| Ziel der Übung |
Ändere "even-odd" zu "nonzero" und gib die Zeilen vom Anfang der Daten bis einschließlich der Zeile mit "Outlines of the" sonst unverändert wieder.
******
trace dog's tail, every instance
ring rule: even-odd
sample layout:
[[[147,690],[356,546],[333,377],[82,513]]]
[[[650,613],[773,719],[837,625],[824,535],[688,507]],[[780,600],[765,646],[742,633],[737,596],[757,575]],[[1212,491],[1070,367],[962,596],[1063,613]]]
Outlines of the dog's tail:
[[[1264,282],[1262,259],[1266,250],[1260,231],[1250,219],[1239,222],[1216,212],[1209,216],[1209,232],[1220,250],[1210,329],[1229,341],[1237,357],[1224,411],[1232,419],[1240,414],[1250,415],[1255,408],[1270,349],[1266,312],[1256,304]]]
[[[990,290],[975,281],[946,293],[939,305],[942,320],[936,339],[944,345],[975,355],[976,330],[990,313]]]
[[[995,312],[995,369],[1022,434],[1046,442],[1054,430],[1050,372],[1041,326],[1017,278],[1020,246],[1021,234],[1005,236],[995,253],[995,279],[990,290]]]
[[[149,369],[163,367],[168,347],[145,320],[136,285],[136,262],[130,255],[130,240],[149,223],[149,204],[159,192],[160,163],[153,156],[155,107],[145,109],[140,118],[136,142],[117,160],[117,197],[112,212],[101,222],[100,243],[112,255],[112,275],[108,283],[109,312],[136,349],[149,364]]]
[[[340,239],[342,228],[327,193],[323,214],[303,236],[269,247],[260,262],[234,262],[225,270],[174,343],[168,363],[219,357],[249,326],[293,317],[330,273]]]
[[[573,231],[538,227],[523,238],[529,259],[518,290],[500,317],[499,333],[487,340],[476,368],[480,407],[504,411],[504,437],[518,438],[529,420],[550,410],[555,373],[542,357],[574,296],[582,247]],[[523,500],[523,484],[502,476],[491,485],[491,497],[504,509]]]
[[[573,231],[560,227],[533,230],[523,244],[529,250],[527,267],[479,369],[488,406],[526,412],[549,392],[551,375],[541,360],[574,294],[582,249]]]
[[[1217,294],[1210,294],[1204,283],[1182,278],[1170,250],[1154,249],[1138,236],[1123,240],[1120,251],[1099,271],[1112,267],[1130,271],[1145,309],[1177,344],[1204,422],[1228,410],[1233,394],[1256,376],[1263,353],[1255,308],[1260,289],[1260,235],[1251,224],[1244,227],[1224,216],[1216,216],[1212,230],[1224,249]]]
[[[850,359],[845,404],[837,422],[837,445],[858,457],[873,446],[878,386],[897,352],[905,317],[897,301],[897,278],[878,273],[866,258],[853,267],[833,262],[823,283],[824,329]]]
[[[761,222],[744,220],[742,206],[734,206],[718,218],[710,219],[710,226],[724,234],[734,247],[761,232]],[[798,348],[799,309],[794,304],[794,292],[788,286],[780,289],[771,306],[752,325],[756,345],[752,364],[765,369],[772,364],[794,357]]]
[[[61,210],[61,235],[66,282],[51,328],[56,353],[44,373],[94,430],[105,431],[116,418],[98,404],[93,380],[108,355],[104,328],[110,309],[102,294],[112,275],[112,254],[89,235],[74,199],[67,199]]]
******
| Schriftliche Antwort |
trace dog's tail, every instance
ring rule: nonzero
sample layout:
[[[147,690],[356,546],[333,377],[82,513]]]
[[[650,613],[773,719],[837,625],[824,535],[688,507]],[[780,600],[765,646],[742,633],[737,596],[757,575]],[[1212,491],[1070,367],[962,596],[1063,613]]]
Outlines of the dog's tail:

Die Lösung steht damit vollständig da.